# Incra IBox Jig



## Flipsaw (Mar 11, 2016)

Received this notification from Peachtree Woodworking Supply that the Jig is $30 dollars off and comes with free shipping. Thought I would pass it along if anyone was interested.
Have a great day!


----------



## CharleyL (Feb 28, 2009)

A great deal on a great jig. 

When it was first invented, the inventor / friend of mine demonstrated his prototype to me, and I just had to have one, but I had to wait almost 5 months before they reached the stores. I paid a premium to get one from the early production, but it was worth every penny. I love that jig, and I threw about 8 shop made box joint jigs of various designs and sizes in the fire shortly after receiving it. Some made good joints and some were a little loose, but together they took up way too much storage space in my small shop. The I-Box jig replaced them all and takes up about 1/3 of the space. Plus, it's so easy to adjust for any width joint from 1/8" up to about 1". There are many ways to make box joints and I've tried many, but for me, this jig is the only way that I make them now.

....

PROBLEMS:
A. Write out the passage from the jig thread beginning at "## Flipsaw (Mar" and ending at "a great day!".
B. List every numerical figure that CharleyL's post in the jig thread gives.
C. Answer from the jig thread:
(i) Which supplier sent Flipsaw the notification?
(ii) How much off was the jig, and what came with it?
(iii) According to CharleyL, about how much of the space taken up by the old jigs does the I-Box jig take up?

....

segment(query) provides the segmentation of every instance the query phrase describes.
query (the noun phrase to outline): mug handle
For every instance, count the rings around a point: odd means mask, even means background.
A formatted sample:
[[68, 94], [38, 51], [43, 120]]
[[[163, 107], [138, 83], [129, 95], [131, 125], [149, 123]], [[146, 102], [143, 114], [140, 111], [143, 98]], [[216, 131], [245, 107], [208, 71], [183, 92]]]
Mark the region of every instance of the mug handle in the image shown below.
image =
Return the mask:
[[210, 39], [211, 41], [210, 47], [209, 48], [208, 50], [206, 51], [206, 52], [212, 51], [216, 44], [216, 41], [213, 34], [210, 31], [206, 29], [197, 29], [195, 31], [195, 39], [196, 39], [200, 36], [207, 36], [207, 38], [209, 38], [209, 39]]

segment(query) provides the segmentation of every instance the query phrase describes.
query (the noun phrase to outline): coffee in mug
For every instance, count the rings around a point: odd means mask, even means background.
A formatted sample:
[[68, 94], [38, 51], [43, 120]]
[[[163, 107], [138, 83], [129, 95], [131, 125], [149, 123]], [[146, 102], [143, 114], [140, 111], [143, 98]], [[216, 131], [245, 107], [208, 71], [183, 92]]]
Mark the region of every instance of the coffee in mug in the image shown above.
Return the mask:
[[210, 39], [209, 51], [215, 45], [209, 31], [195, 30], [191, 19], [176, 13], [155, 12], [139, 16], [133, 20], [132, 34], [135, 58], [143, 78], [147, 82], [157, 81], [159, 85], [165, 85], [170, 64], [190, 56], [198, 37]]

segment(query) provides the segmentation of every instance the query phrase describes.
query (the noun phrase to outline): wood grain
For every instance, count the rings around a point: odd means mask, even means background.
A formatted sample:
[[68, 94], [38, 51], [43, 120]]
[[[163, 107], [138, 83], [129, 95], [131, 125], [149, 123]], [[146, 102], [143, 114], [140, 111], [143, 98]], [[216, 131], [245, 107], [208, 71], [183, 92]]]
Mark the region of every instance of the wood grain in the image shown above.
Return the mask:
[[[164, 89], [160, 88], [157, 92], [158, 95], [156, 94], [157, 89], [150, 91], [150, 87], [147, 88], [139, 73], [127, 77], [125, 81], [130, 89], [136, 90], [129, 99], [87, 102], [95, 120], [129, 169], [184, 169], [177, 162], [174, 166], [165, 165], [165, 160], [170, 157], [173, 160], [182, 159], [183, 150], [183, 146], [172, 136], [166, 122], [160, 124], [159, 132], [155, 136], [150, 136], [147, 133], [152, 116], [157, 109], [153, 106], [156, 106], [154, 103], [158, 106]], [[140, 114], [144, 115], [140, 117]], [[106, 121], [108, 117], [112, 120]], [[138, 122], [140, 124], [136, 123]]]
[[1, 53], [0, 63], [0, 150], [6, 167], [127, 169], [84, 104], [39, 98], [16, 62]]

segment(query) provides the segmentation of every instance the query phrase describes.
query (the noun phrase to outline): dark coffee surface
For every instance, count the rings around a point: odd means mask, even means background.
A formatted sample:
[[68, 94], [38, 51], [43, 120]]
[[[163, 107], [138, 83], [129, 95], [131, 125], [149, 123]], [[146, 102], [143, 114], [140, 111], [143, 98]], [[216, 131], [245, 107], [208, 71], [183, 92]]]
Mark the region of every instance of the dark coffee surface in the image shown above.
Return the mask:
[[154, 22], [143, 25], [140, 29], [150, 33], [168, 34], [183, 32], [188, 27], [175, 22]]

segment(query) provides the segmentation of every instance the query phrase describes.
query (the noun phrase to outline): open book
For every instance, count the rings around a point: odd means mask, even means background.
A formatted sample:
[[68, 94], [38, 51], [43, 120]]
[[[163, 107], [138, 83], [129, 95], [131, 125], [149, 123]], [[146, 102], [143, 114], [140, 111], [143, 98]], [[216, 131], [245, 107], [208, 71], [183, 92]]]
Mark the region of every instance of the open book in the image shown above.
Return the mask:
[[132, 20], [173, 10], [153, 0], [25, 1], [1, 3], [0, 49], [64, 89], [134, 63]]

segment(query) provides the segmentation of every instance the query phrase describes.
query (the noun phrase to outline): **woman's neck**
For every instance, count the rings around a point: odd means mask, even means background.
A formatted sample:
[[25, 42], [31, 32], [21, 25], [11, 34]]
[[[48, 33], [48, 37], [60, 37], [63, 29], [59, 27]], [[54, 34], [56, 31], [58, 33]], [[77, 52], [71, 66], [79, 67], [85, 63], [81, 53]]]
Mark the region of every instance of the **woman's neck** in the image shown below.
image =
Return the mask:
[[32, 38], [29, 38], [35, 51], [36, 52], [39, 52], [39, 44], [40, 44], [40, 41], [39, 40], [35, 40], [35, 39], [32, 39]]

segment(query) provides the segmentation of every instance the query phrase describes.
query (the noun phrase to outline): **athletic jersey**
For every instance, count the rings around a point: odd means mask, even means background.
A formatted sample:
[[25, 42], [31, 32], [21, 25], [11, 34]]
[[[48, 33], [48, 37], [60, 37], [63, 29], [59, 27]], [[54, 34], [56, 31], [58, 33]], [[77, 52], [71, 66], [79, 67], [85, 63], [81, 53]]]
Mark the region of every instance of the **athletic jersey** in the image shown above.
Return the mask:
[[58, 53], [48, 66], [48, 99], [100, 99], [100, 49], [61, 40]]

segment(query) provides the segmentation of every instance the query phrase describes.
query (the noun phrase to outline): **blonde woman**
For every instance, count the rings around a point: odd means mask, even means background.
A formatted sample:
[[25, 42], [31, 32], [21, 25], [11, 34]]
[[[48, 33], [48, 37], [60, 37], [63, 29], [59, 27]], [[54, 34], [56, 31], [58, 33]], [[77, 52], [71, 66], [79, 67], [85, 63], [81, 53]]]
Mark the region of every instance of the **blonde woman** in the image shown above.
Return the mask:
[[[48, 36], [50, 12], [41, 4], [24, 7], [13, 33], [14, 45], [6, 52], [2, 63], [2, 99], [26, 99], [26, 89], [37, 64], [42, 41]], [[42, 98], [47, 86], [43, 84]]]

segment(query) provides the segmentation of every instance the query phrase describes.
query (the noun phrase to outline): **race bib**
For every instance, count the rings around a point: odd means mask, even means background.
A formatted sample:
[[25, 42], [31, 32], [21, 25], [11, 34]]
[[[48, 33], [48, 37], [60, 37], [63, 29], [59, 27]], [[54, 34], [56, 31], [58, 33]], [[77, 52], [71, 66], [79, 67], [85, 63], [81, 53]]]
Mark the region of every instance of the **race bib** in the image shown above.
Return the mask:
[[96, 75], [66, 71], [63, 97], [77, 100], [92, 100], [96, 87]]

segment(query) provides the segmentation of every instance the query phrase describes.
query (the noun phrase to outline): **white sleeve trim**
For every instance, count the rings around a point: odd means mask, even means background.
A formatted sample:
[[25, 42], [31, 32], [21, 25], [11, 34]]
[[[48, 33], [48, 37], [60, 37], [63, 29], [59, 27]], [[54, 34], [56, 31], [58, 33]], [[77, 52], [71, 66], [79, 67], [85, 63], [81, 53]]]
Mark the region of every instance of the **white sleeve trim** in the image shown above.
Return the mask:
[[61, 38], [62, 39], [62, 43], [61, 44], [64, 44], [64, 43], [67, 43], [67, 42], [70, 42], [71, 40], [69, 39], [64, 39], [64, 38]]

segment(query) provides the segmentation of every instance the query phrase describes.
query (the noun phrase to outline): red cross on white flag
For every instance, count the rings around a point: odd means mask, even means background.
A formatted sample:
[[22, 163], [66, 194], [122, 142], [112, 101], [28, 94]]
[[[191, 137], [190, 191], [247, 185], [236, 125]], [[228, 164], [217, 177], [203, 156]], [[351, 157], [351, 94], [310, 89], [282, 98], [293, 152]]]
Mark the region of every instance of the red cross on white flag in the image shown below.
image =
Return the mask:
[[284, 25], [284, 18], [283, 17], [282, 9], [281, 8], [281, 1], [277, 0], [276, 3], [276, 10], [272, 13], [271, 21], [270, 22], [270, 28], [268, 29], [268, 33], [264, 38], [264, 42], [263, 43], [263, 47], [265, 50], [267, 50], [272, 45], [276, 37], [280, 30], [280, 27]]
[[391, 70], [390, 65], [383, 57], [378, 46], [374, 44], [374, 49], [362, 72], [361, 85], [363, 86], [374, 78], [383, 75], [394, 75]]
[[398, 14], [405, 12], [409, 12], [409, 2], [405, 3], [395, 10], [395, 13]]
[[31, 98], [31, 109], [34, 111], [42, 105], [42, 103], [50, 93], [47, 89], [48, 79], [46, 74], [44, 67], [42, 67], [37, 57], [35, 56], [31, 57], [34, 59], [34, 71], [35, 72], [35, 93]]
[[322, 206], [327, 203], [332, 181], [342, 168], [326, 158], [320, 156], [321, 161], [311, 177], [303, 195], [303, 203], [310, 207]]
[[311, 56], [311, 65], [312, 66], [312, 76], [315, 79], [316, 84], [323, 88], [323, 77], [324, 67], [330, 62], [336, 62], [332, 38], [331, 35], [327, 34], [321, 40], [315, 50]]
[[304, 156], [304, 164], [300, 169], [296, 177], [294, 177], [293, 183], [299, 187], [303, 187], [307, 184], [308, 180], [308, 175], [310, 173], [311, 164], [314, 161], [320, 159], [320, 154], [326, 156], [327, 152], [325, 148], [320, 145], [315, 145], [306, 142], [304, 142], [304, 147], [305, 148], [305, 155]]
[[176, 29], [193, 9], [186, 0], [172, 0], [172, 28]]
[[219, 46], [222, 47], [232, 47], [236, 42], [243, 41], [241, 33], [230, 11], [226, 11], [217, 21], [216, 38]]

....

ANSWERS FOR THE TASKS:
A.
## Flipsaw (Mar 11, 2016)

Received this notification from Peachtree Woodworking Supply that the Jig is $30 dollars off and comes with free shipping. Thought I would pass it along if anyone was interested.
Have a great day!

B.
- 5 (almost 5 months of waiting before the jig reached the stores)
- 8 (about 8 shop-made box joint jigs thrown in the fire)
- 1/3 (the share of the space the I-Box jig takes up)
- 1/8" (the smallest joint width it adjusts to)
- 1" (about the largest joint width it adjusts to)

C.
(i) Peachtree Woodworking Supply
(ii) $30 off, with free shipping
(iii) About 1/3